_Selected extract:_
####################
Change the directory before run the rest of the program:

In [1]:
llamacpp_directory = '/Users/astridz/Documents/llama.cpp'
local_directory = '/Users/astridz/Documents/moho_bot'
docker_directory = '/Users/astridz'

Install other essential packages (by uncomment the lines), other packages should be installed in set-up step:

In [2]:
%pip install -q ipywidgets 
%pip install -q PyPDF2
%pip install -q langchain
# %pip install -q -r requirements.txt

Note: you may need to restart the kernel to use updated packages.
Note: you may need to restart the kernel to use updated packages.
Note: you may need to restart the kernel to use updated packages.


# Initial Epsilla Vector Database

You should already install docker in your laptop. Run these 2 commands to install the Epsilla vector database docker image on your personal computer:

https://github.com/epsilla-cloud/vectordb

import os
<!-- docker installed in "/Users/astridz/Documents/Moho_Bot/myvenv/lib/python3.10/site-packages/docker" -->
os.chdir(docker_directory)
!open -a Docker
!docker pull epsilla/vectordb
!docker run --pull=always -d -p 8888:8888 epsilla/vectordb
os.chdir(local_directory)
####################
_What the task asks:_ Please return, word for word, the part of the notebook setup text above that begins at the words "You should already" and stops after "os.chdir(local_directory)".

_Provided information:_
####################
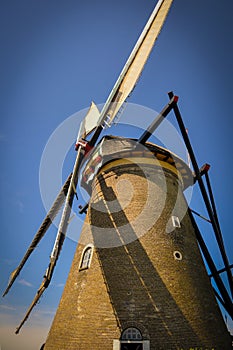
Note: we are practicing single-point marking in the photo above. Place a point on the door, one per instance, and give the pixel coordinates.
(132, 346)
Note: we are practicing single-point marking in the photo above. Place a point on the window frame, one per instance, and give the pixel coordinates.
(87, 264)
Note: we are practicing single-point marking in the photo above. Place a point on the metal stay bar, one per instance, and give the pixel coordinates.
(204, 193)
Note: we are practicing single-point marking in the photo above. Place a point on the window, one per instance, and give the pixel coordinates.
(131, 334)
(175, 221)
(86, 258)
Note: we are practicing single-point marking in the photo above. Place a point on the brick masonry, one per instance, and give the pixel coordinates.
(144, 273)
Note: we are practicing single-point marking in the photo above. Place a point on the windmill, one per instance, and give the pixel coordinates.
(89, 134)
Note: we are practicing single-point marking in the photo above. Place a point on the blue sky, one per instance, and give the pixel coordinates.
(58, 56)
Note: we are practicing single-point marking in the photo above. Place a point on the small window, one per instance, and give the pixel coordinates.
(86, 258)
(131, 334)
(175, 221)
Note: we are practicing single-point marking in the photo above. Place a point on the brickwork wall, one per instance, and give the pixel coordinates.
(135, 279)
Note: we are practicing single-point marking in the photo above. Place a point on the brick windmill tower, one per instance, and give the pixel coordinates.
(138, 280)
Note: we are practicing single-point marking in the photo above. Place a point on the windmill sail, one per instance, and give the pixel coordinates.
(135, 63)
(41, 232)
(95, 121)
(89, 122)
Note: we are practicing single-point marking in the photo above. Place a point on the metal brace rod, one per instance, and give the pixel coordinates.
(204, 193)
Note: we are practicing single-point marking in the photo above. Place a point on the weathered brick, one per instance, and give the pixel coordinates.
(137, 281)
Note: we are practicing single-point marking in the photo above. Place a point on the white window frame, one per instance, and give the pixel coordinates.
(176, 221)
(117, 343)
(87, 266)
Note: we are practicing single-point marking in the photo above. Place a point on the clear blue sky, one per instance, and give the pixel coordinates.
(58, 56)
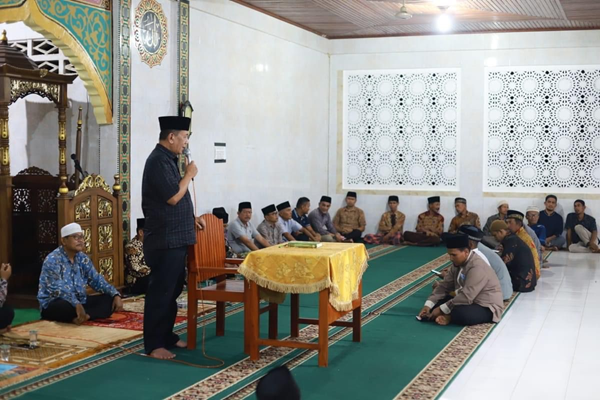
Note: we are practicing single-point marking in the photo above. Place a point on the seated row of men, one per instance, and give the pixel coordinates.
####################
_Reply to the exercise:_
You should already install docker in your laptop. Run these 2 commands to install the Epsilla vector database docker image on your personal computer:

https://github.com/epsilla-cloud/vectordb

import os
<!-- docker installed in "/Users/astridz/Documents/Moho_Bot/myvenv/lib/python3.10/site-packages/docker" -->
os.chdir(docker_directory)
!open -a Docker
!docker pull epsilla/vectordb
!docker run --pull=always -d -p 8888:8888 epsilla/vectordb
os.chdir(local_directory)